**What needs to be done:** Rewrite these lines as a numbered list, skipping any blank lines and leaving the pictures out.

####

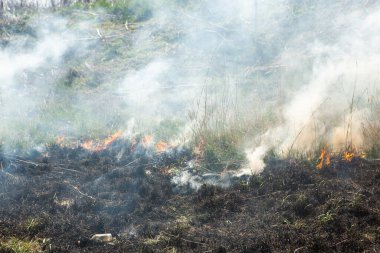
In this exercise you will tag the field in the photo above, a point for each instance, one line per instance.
(189, 126)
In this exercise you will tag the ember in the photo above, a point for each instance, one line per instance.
(324, 159)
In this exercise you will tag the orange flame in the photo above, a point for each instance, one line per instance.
(97, 147)
(161, 146)
(348, 156)
(147, 141)
(59, 141)
(324, 159)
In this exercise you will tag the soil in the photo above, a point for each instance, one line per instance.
(65, 196)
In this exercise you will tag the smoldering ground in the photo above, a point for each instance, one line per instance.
(293, 75)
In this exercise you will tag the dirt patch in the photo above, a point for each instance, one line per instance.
(61, 200)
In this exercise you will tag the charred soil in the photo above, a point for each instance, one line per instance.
(63, 198)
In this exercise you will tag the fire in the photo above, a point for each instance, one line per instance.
(97, 147)
(112, 138)
(59, 141)
(348, 156)
(161, 146)
(147, 141)
(324, 159)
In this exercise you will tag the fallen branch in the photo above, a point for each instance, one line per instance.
(77, 190)
(183, 239)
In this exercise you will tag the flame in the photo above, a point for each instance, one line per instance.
(147, 141)
(97, 147)
(110, 139)
(161, 146)
(348, 156)
(59, 141)
(324, 159)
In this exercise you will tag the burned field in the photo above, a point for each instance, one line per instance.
(61, 198)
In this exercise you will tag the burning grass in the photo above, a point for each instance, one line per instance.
(74, 193)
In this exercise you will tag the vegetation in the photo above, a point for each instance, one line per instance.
(15, 245)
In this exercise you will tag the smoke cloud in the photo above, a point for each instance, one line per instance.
(297, 75)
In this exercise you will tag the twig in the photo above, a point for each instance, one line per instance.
(77, 190)
(298, 249)
(80, 172)
(27, 162)
(183, 239)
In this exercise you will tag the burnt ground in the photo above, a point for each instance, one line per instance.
(62, 199)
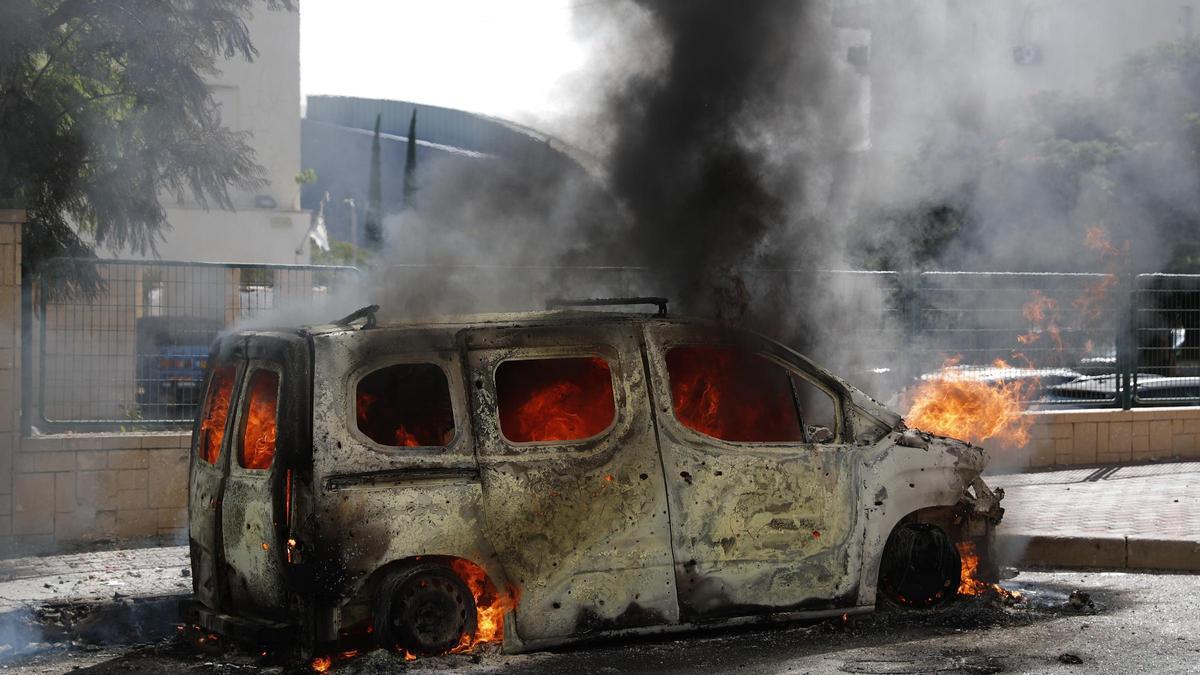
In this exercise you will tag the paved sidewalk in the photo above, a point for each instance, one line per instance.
(1119, 517)
(90, 577)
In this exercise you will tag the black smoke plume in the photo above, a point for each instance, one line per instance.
(715, 155)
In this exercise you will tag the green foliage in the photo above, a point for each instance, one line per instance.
(341, 254)
(105, 107)
(1126, 159)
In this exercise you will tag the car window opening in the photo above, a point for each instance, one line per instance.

####

**Solution for this task:**
1. In this exercise you will tag the field in the photo above, a point for each instance, one line per instance.
2. (189, 126)
3. In this exercise you will tag the ember in the photo above, a point for each instance, one line per instance.
4. (324, 159)
5. In this exercise you will tag the orange flame in the photo above, a point for each instance, one line per instance.
6. (97, 147)
7. (161, 146)
8. (348, 156)
9. (147, 141)
10. (59, 141)
11. (324, 159)
12. In this exercise you will tag the soil in the photo above, a point for each instance, one line per instance.
13. (65, 196)
14. In this exercise you will tag the smoldering ground in the photo above, a point for each instance, one line per instance.
15. (293, 75)
16. In this exercise you will tag the dirt patch in the photo above, a point for each instance, one line per instance.
17. (61, 200)
18. In this exercise you will tag the charred soil in the photo above, a point for each instance, one line per instance.
19. (63, 198)
20. In this exercise you will tag the fire in the photo above, a point for each instance, one line per instance.
21. (97, 147)
22. (112, 138)
23. (59, 141)
24. (348, 156)
25. (161, 146)
26. (147, 141)
27. (324, 159)
28. In this exercise you will tag the fallen branch in the photo above, a point for each instance, one line per instance.
29. (77, 190)
30. (183, 239)
31. In this exercise you will tag the flame in the photo above, a point for each instance, one line per instance.
32. (147, 141)
33. (97, 147)
34. (110, 139)
35. (161, 146)
36. (348, 156)
37. (59, 141)
38. (324, 159)
39. In this exercise you will tag the burned field in the photo above, a point for each instance, one line per instance.
40. (61, 198)
41. In this exercise you will tag the burning grass in the photo above, a point for each instance, one line per instance.
42. (74, 193)
43. In this exercise you will tag the vegetation in the photo above, a point for each instance, one line per instance.
44. (15, 245)
45. In this exercise you will tag the smoke cloud in the photo above, a point for each instance, one line per instance.
46. (297, 75)
47. In this exercise you will tag the twig in the photo above, a point for each instance, one line per instance.
48. (77, 190)
49. (298, 249)
50. (80, 172)
51. (27, 162)
52. (183, 239)
53. In this exercise you will tag the burnt ground in the photo above, a point for each instance, one line per instance.
54. (62, 199)
55. In this exercise you will tag the paved sidewalk in the photo above, a point for each instance, one line per instance.
56. (1119, 517)
57. (90, 577)
58. In this exercise you will tag the black smoke plume in the photo above, a point for each instance, one line per instance.
59. (715, 155)
60. In this exercise you will tag the green foliage in the photo above, a point for each instance, one line per instance.
61. (341, 254)
62. (105, 107)
63. (1126, 159)
64. In this exercise you will tag the car window opening in the photo above, a point for each instance, one line per instance.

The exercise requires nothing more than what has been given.